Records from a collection
Start of Block
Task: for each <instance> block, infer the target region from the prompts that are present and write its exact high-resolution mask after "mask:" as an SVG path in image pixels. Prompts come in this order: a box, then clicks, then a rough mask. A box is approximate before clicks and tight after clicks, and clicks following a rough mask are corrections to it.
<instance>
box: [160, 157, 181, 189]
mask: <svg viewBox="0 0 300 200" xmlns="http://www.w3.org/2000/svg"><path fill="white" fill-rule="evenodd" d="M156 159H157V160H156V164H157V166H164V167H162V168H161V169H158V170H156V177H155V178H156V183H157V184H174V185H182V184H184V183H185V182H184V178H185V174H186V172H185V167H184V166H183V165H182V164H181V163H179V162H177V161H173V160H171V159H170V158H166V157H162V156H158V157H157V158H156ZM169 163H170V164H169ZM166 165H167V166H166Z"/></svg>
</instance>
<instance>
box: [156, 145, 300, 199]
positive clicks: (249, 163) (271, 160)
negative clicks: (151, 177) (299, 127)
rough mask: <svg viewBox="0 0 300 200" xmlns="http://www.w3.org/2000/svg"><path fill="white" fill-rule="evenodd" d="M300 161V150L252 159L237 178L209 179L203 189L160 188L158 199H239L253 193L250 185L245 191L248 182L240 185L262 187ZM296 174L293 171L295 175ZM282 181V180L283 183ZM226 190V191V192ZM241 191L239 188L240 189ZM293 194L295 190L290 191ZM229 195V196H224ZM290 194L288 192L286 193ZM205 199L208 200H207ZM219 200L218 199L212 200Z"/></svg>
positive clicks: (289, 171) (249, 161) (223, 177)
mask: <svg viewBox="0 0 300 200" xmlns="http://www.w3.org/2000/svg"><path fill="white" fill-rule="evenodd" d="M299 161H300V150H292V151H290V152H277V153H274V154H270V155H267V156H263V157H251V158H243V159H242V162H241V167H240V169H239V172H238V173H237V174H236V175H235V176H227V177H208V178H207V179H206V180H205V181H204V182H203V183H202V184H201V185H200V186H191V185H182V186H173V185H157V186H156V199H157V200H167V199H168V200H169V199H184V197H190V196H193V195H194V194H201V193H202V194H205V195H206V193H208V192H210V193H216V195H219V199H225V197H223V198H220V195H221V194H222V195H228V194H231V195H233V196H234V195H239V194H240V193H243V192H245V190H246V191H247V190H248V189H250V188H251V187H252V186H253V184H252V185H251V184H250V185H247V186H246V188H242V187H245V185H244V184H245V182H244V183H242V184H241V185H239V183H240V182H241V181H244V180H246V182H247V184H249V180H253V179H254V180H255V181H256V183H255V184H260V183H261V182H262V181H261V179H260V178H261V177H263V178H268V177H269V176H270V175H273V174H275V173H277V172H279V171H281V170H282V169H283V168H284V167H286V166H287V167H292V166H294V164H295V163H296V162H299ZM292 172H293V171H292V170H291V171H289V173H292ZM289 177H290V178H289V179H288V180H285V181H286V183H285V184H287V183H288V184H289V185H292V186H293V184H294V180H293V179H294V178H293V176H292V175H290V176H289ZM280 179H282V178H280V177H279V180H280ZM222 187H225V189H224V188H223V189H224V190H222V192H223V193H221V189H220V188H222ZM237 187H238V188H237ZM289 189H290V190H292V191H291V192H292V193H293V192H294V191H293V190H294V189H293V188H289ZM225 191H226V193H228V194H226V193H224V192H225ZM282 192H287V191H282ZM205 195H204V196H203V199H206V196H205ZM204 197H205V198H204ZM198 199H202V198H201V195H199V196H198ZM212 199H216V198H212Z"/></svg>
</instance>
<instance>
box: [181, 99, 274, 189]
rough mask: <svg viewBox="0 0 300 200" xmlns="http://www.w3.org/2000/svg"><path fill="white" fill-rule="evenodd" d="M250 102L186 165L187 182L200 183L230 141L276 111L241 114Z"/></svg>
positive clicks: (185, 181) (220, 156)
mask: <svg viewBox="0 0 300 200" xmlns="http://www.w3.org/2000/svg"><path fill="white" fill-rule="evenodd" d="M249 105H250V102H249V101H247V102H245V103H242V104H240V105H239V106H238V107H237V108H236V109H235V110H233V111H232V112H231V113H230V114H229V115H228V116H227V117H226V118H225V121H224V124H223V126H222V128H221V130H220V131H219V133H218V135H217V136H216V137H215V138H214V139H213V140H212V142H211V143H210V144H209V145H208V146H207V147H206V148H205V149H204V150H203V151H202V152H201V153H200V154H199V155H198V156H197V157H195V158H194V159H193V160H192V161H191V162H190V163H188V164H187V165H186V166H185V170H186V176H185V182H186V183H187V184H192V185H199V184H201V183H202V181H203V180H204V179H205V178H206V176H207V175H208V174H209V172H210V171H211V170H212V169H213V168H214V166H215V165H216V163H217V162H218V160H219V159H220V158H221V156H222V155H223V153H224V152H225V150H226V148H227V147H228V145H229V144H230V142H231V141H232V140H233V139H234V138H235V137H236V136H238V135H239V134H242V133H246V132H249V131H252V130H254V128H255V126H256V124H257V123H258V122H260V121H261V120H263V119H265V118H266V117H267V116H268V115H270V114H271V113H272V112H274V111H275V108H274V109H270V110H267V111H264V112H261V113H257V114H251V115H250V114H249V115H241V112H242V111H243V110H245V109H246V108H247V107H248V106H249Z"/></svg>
End of Block
* [WHAT TO WORK ON] In the entries above, find lines with "rough" and copy each.

* [EXERCISE OUTPUT]
Task: for each <instance> block, infer the target region from the prompts that are present and write its exact high-resolution mask after "mask:" as an SVG path in image pixels. Prompts come in this order: a box, then clicks, then a rough mask. A box is approximate before clicks and tight after clicks, and clicks following a rough mask are corrections to it.
rough mask: <svg viewBox="0 0 300 200" xmlns="http://www.w3.org/2000/svg"><path fill="white" fill-rule="evenodd" d="M300 161V150L252 159L237 178L209 179L203 189L160 188L158 199H239L253 193L250 185L245 191L248 182L240 185L262 187ZM296 174L293 171L295 175ZM282 181V180L283 183ZM226 190V191V192ZM241 191L239 188L240 189ZM293 194L295 190L290 191ZM229 195V196H224ZM290 194L288 192L286 193ZM205 199L208 200H207ZM219 200L218 199L212 200Z"/></svg>
rough mask: <svg viewBox="0 0 300 200" xmlns="http://www.w3.org/2000/svg"><path fill="white" fill-rule="evenodd" d="M250 102L186 165L187 182L200 183L230 141L276 111L241 114Z"/></svg>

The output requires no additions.